*Records for this task:*
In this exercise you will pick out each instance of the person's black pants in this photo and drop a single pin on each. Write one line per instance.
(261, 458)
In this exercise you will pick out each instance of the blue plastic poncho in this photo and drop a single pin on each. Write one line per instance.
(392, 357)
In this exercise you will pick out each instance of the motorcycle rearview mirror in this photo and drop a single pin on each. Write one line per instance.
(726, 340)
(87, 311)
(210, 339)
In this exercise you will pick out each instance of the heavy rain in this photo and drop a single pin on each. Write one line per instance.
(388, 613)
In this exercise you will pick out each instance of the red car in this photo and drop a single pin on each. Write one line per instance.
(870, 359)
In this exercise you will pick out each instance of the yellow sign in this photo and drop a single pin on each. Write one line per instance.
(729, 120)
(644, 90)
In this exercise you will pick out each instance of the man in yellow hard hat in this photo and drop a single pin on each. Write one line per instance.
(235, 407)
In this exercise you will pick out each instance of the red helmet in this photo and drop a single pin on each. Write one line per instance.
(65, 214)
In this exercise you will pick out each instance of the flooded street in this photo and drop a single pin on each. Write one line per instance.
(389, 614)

*Goal of the exercise:* When the material above has been read, copy all of it exactly.

*Task solution:*
In this exercise you will pick out each instance of the person's black pants in this photo and drop a single pin on each. Write one line per instance.
(261, 458)
In this exercise you will pick out each instance of the blue plastic poncho in this photo and drop a single pin on each. Write one line per instance.
(392, 357)
In this exercise you will pick out each instance of the motorcycle rearview mirror in this photo and drop a single pin on each. Write one line per instance.
(726, 340)
(87, 311)
(210, 339)
In this exercise you will pick out each instance of the heavy rain in this photo and drop a single pin on each. Write one line per instance.
(388, 613)
In this exercise you will pick out each instance of the red car in this photo and drop a single pin on each. Write one line per instance.
(870, 359)
In this exercise you will pick out each instance of the yellow sign in this photo and drop a single pin on each. Write one line per instance.
(729, 120)
(644, 90)
In this exercise you will pick out each instance of the man in yellow hard hat in this photo and drop a single pin on each. Write one line per instance.
(235, 407)
In this exercise you will pick out each instance of the red helmet in this photo and drop a single pin on each. Write one line per instance.
(65, 214)
In this exercise you will pick out each instance of the flooded street in this photo and drop a single pin on each. Write one line per instance.
(389, 614)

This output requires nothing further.